╔══
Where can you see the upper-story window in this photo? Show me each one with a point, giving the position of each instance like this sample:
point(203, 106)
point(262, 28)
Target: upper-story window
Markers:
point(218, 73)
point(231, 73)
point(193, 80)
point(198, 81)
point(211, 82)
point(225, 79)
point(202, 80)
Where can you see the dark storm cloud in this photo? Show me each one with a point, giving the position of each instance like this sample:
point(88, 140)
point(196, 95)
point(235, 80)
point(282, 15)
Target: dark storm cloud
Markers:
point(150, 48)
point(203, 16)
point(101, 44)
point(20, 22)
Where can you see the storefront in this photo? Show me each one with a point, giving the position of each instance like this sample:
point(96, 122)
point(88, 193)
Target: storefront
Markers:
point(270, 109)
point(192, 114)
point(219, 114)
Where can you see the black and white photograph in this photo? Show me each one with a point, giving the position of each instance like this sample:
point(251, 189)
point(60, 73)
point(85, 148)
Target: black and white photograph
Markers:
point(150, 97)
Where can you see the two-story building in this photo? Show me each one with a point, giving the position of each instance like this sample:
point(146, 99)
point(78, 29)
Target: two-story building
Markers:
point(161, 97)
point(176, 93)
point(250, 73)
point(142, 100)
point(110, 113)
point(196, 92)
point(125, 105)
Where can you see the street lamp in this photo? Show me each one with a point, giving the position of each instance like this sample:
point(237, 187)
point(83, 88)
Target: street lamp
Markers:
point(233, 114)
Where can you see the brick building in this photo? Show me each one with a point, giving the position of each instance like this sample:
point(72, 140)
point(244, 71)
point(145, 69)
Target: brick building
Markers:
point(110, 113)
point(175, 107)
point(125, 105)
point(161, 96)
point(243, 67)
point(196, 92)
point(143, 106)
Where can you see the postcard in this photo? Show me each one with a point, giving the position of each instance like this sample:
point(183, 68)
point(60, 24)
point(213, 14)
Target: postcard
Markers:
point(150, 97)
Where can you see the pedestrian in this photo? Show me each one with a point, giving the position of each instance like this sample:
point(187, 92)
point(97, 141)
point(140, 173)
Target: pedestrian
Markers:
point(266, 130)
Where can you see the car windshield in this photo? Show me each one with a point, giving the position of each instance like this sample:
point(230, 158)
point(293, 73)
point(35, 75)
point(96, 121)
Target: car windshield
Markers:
╚══
● DIRECTIONS FOR THIS TASK
Repeat the data verbatim.

● THE RESULT
Where can you see the upper-story window in this photo? Show me each one with a point, giving the position of each instance like this sample:
point(203, 106)
point(262, 28)
Target: upper-story window
Markers:
point(218, 73)
point(231, 73)
point(193, 80)
point(198, 81)
point(211, 82)
point(225, 79)
point(202, 80)
Where can you see the dark storm cloud in this photo? Show me each one with a point, giving the position of each instance like this sample:
point(88, 140)
point(196, 95)
point(235, 80)
point(282, 15)
Target: dark storm cloud
Markers:
point(150, 48)
point(203, 16)
point(101, 44)
point(20, 22)
Where can you see the storefront in this photo? Show me each one with a point, giving the position of each instance like this sample:
point(96, 122)
point(88, 193)
Target: storefront
Markers:
point(270, 109)
point(192, 114)
point(219, 114)
Where can you see the black and white photograph in this photo? Show me each one with a point, giving the position of each instance like this sample:
point(251, 189)
point(60, 73)
point(85, 148)
Target: black and white photograph
Markers:
point(150, 97)
Where can you see the two-story building in this photo? Show me each one with a point, giving the position of each instance like this sample:
point(146, 99)
point(78, 29)
Target: two-story building
Markers:
point(161, 97)
point(176, 93)
point(250, 73)
point(142, 100)
point(110, 113)
point(196, 92)
point(125, 105)
Where can you see the street lamp in this photo? Show me each one with a point, giving the position of each instance like this sample:
point(237, 187)
point(83, 88)
Target: street lamp
Markers:
point(233, 114)
Where can you see the brick building in this photo? Show me each one with a point, giving the position of each instance like this sample:
point(72, 140)
point(244, 71)
point(145, 69)
Target: brick building
Markers:
point(110, 113)
point(175, 107)
point(125, 105)
point(161, 96)
point(243, 67)
point(196, 92)
point(143, 106)
Where can you see the postcard in this photo? Show me each one with a point, giving the position of each instance like this sample:
point(183, 68)
point(60, 24)
point(213, 14)
Target: postcard
Markers:
point(150, 97)
Where can you see the pedestrian in this photo? Show me each one with a point, giving the position of each instance like this sample:
point(187, 92)
point(97, 141)
point(140, 173)
Target: pedestrian
Markers:
point(266, 130)
Where can you see the car windshield in this photo? Show me each one with a point, giving the position of each instance like this sample:
point(230, 158)
point(293, 73)
point(35, 75)
point(96, 121)
Target: car windshield
Markers:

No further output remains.